Excerpt:
========================

Rapper Eminem has opened up about his prescription drug abuse in a documentary, offering an important warning during these times of epidemic level prescription drug problems across America.
The film is a satirical look at the war on drugs, entitled “How to Make Money Selling Drugs,” which features interviews with celebrities as well as those involved in both the law enforcement and drug-peddling sides of the issue.
However, since speculation has been widespread about Eminem’s drug use, and he’s publicly struggled with addiction before, there is much interest in his portion of the film in the media. The story is all-too-familiar, but the important detail is the prescription element of the drug involved, reminding us all once again that it isn’t just illegal drugs that are potentially addictive.
Eminem’s relapse and recovery
As one of the most famous rappers of the 21st century, the fact that two of Eminem’s (real name Marshall Mathers) albums are entitled “Relapse” and “Recovery” won’t have escaped the attention of many. His problems with drugs have been relatively public, having entered rehab in 2005 for his addiction to prescription medicines like Xanax and Valium. He also reportedly used Vicodin and methadone, but he claimed to have been taking so much sleeping medication he couldn’t even estimate the number of pills he popped each day.
In the interview for the new film, he claims that he used to ignore anybody who told him he had a problem, claiming that he wasn’t shooting heroin, snorting coke, or smoking crack (with added expletives). Soon afterward, he was hospitalized because of his drug abuse. In the film, he says, “Had I got to the hospital two hours later, I would have died. My organs were shutting down. My liver, kidneys, everything.… They didn’t think I was going to make it.”

========================

Data excerpts:
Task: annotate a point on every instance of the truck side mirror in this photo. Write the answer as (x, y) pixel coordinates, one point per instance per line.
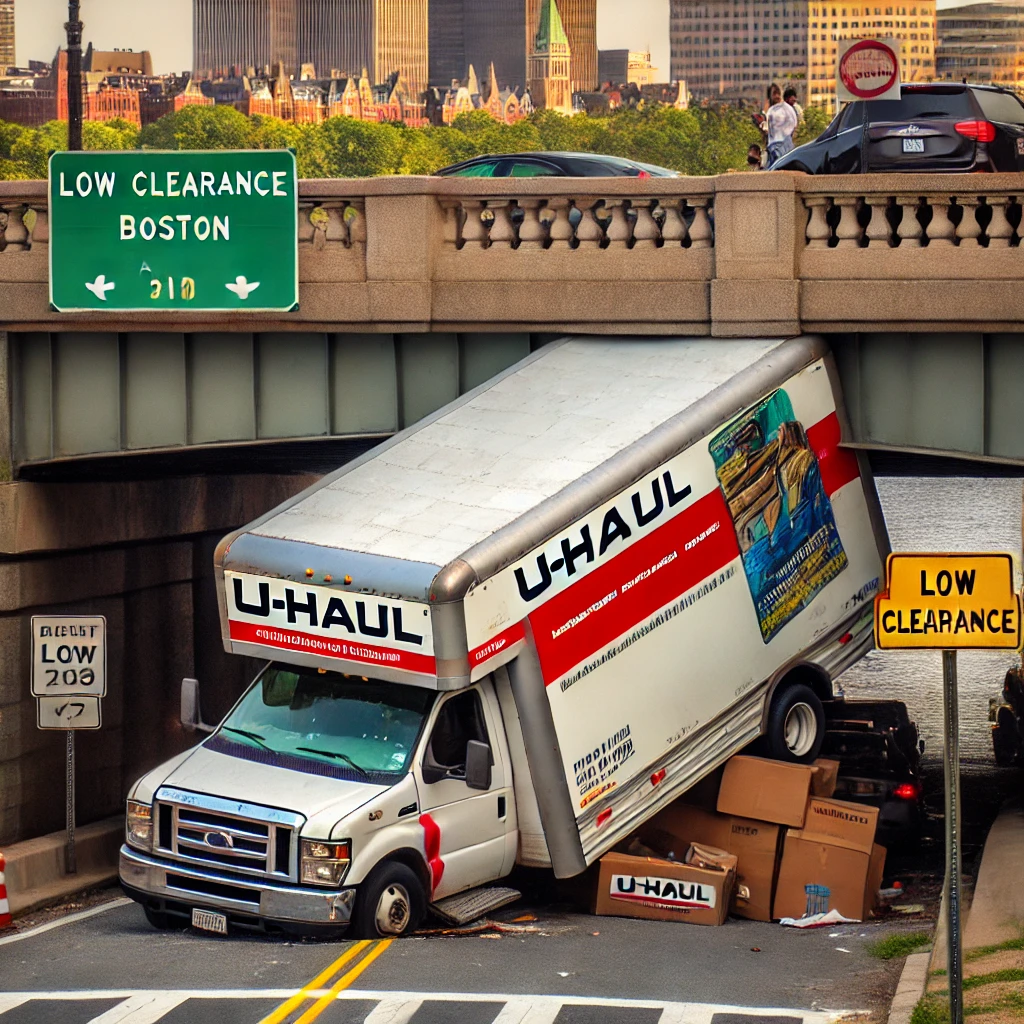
(190, 717)
(477, 765)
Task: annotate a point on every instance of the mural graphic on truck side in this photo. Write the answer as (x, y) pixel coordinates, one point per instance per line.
(783, 519)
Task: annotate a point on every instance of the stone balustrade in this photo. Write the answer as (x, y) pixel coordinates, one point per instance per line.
(730, 255)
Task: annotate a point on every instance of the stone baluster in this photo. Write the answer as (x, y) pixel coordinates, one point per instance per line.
(318, 219)
(15, 235)
(41, 227)
(589, 231)
(453, 210)
(941, 230)
(474, 230)
(355, 221)
(848, 230)
(502, 228)
(309, 217)
(879, 231)
(909, 229)
(336, 231)
(619, 230)
(999, 230)
(645, 230)
(560, 227)
(674, 230)
(969, 230)
(700, 233)
(818, 231)
(532, 233)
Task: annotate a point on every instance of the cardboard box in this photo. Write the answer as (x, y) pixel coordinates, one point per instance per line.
(819, 873)
(757, 846)
(823, 782)
(662, 890)
(765, 790)
(855, 823)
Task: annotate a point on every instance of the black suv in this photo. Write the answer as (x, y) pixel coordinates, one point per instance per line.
(937, 126)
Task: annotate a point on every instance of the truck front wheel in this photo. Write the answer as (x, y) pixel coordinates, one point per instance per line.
(796, 724)
(390, 902)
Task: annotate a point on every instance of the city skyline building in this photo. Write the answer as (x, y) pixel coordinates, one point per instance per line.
(477, 32)
(550, 61)
(729, 50)
(579, 18)
(6, 34)
(981, 43)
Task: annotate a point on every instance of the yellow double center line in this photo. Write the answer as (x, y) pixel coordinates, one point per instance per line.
(372, 951)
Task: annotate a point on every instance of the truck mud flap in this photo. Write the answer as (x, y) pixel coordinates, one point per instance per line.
(464, 907)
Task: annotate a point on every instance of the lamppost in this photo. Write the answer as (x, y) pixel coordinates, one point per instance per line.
(74, 29)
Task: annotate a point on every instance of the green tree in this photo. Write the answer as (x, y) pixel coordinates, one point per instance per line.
(358, 148)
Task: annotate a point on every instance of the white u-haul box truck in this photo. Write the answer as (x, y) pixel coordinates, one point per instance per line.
(515, 631)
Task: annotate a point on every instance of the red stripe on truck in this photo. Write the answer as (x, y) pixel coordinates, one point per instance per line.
(309, 643)
(837, 465)
(647, 576)
(497, 644)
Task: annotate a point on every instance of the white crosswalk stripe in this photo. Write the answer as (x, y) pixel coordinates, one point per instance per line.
(150, 1007)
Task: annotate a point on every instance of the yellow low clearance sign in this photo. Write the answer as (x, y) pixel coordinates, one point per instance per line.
(935, 601)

========================

Work instruction 1: Reproduce the passage of the Eminem article between "Eminem’s relapse and" and "popped each day.", inclusive.
Work instruction 2: Name each drug that the Eminem article says Eminem took or reportedly used, counting only those it identifies by name.
Work instruction 3: Continue the Eminem article from the point where it ends.

Exercise result 1:
Eminem’s relapse and recovery
As one of the most famous rappers of the 21st century, the fact that two of Eminem’s (real name Marshall Mathers) albums are entitled “Relapse” and “Recovery” won’t have escaped the attention of many. His problems with drugs have been relatively public, having entered rehab in 2005 for his addiction to prescription medicines like Xanax and Valium. He also reportedly used Vicodin and methadone, but he claimed to have been taking so much sleeping medication he couldn’t even estimate the number of pills he popped each day.

Exercise result 2: Xanax, Valium, Vicodin, methadone

Exercise result 3:
He tried to get better, having hit a low point and becoming aware of the risks he was taking. However, after knee surgery for which he wasn’t prescribed medication, he started searching his house for a stash of Vicodin. He found a handful of pills and relapsed, but soon afterward he admitted that he had a serious problem. He managed to kick his addiction, and in the new film he shares his story alongside many others.
One of the key moments in his story is when he recognized that addiction ran in his family, and reconnecting with his mother as a result. Mathers used to think that it wasn’t possible to function or be happy in life without being on some type of substance, according to the interview, but that his sense of responsibility to his children helped him realize he had to get control of himself. He added in the documentary that “I would say to anybody, it does get better.’”
Prescription drug abuse
Like many Americans, prescription medicines were Eminem’s drugs of choice. However, since they kill more Americans than heroin and cocaine combined, they are far from the safe, legal drugs they seem. Doctors may prescribe medicines such as Vicodin and Valium for legitimate medical conditions, but stories like this remind us all that they do have the potential for abuse. In fact, they’re often similar in chemical properties to many illicit drugs, so they carry many of the same risks.
A warning and a message of hope
The new film encourages a rethink of the global war on drugs which is so obviously a gross failure, and does so through a tongue-in-cheek “how to” guide to profiting from the drug war. It’s an important message, and one that is getting out more and more regularly, but the personal stories really drive the message home. High profile stars like Eminem opting to open up about their drug addictions give the rest of us important insight into the damage addiction does to lives.
Mathers’ story is another much-needed warning about the risks of prescription drug abuse; especially because of his brush with death. However, it’s more importantly a positive message of hope for anybody struggling with an addiction. After spending years assuming that because he wasn’t taking illicit drugs he didn’t have a problem, he was able to see the truth about his addiction and do something about it. It isn’t just a story of an affluent celebrity falling into substance abuse; it’s a story of a man making a positive change in his life after being inspired by his parental responsibility. As a result, he even reconnected with estranged members of his family and approached his career with renewed vigor.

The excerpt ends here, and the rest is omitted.